Passage to read:
= = = = =
Crackberry Adventures


Well, I had a Crackberry for 2 days, returned it, and am expecting another tomorrow.

Two top tips (explained below):
  1. Before you get a personal Blackberry, check whether any of your emails are going to come from a Blackberry Enterprise Server. If so, you will need a BES-configured handset.
  2. If you are a Vodafone customer, call Vodafone's upgrade or retention team to order your BES handset, and say you'll pay no more than £5 per month (on top of line rental) for email access.
Here's why:
  • Crackberrys are configured to run either the Blackberry Internet Service (BIS) or the Blackberry Enterprise Service (BES).
  • Only a BES-configured handset will accept email from a Blackberry Enterprise Server (really only affordable for larger employers), in addition to email from other servers.
  • A BIS-configured Crackberry will accept mail from MS Exchange etc., but not a Blackberry Enterprise Server.
  • Vodafone's high street stores only stock the BIS-configured Crackberrys, and offer email access for "only" £5 on top of your line rental (for what?). If you ask a store for a BES handset, they will offer to order you one, but charge you £28 on top your line rental for email access.
  • At the suggestion of Vodafone customer services, I called Vodafone's upgrade or retention team from the store, and they offered to deliver a BES handset with email access for "only" £5 on top of my line rental.
Will IT ever be easy?

Bad Phorm?


Back in February, I commented on the Open Internet Exchange initiative being planned by Phorm, whereby and major ISP partners BT, Virgin Media and Talk Talk will be paid for allowing all the web browsing by their customers to be trawled for advertising purposes.

Not a lot was known about the initiative at the time, but negative news has been snowballing since, and opponents are taking to the streets. The Register is maintaining a dossier, known as "The Phorm files", and a "No Deep Packet Inspection" street demonstration is timed for BT's AGM on 16 July 2008. See also the Facebook Group "Save UK internet privace - reject ISPs that use Phorm".

Incidentally, you might wish to be more wary than usual of the Wikipedia entry on this subject.

The concerns raised are similar to those related to Facebook's "Beacon" initiative that led FB to significantly alter the functionality (though you might wish to be somewhat sceptical of that Wikipedia entry too!). The chief one being that there seems no reliable way to ensure that you are really opted-out. However, the Phorm scenario is worse than with Beacon, because the inspection, storage and use of data is at the ISP layer, making it much harder in practical terms to avoid the service than if it was operated, say, on a site-by-site basis. In other words, you can't decide simply not to visit certain sites if you doubt that the opt-out would actually prevent the abuse of your personal data. Instead, you would need to switch ISPs. However, you may not actually be able to avoid using one of the "problem" ISPs (e.g. at a friend's place, work, or via an internet cafe). And what if all the ISPs join the initiative?
= = = = =
Coordinate annotation records:

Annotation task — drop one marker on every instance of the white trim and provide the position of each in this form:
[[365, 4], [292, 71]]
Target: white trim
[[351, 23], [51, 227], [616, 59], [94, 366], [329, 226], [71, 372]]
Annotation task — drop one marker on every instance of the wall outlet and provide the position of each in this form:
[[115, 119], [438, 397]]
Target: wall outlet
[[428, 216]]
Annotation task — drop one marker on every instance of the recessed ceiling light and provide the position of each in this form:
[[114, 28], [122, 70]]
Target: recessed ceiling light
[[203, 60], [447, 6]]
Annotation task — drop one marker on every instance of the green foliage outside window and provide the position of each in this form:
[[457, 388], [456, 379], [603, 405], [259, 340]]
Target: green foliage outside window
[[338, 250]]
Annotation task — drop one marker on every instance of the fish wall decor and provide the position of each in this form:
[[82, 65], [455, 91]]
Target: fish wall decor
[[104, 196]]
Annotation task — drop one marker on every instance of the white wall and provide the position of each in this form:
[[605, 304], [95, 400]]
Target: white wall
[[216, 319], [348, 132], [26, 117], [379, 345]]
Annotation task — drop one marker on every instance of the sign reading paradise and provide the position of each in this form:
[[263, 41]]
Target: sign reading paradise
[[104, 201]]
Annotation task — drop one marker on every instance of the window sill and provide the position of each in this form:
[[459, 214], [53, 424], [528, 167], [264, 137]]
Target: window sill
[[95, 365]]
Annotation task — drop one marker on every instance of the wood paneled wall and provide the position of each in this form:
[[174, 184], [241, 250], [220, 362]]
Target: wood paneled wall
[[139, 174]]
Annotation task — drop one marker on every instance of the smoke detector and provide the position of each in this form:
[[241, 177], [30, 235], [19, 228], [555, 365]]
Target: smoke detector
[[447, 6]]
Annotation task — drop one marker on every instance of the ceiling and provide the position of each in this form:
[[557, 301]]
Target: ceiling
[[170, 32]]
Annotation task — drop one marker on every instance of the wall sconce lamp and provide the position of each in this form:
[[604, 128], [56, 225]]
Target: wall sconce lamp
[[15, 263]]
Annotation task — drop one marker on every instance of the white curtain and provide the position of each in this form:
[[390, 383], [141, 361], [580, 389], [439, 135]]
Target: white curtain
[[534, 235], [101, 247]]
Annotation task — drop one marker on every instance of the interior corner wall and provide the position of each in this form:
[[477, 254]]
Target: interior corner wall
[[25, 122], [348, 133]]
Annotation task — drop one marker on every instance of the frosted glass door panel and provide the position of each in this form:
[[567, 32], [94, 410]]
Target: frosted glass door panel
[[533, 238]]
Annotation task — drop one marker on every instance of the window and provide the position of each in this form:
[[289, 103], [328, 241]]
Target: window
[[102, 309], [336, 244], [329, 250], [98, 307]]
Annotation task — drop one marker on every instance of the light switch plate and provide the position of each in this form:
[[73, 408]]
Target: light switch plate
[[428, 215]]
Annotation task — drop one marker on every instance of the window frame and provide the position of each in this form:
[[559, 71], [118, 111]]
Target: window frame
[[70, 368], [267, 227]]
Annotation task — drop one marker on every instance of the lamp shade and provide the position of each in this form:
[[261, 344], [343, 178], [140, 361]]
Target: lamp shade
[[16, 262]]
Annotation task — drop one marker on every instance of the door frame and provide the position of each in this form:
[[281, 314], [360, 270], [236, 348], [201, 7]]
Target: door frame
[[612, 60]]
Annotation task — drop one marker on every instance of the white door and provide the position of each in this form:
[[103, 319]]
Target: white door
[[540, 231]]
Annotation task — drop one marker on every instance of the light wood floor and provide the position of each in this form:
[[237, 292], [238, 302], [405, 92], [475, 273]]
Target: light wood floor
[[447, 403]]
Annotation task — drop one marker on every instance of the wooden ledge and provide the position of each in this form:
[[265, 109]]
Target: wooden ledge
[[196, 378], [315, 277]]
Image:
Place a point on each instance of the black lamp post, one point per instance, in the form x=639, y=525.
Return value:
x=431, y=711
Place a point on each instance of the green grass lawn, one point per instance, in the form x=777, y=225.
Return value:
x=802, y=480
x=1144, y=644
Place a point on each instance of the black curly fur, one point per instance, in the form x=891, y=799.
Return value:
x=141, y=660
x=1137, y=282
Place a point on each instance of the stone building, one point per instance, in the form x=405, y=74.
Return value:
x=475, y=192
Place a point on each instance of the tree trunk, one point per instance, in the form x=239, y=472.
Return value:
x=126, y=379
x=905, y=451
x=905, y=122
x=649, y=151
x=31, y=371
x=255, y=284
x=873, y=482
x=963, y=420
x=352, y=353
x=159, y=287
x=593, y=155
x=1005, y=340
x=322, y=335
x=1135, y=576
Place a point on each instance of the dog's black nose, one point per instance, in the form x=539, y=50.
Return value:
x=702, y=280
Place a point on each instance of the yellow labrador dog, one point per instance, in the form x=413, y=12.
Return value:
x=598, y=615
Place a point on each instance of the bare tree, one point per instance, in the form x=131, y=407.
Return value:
= = = = =
Your tasks:
1. Copy the blog posts from "Back in February, I" through "for advertising purposes.", substituting "March" for "February".
2. Answer these questions from the blog posts:
(a) What monthly fee on top of line rental does a Vodafone store charge for email access when ordering a BES handset?
(b) On what date is the "No Deep Packet Inspection" street demonstration timed?
(c) Which three ISPs are named as Phorm's major partners?

Solutions in order:
1.
Back in March, I commented on the Open Internet Exchange initiative being planned by Phorm, whereby and major ISP partners BT, Virgin Media and Talk Talk will be paid for allowing all the web browsing by their customers to be trawled for advertising purposes.

2.
(a) £28
(b) 16 July 2008
(c) BT, Virgin Media and Talk Talk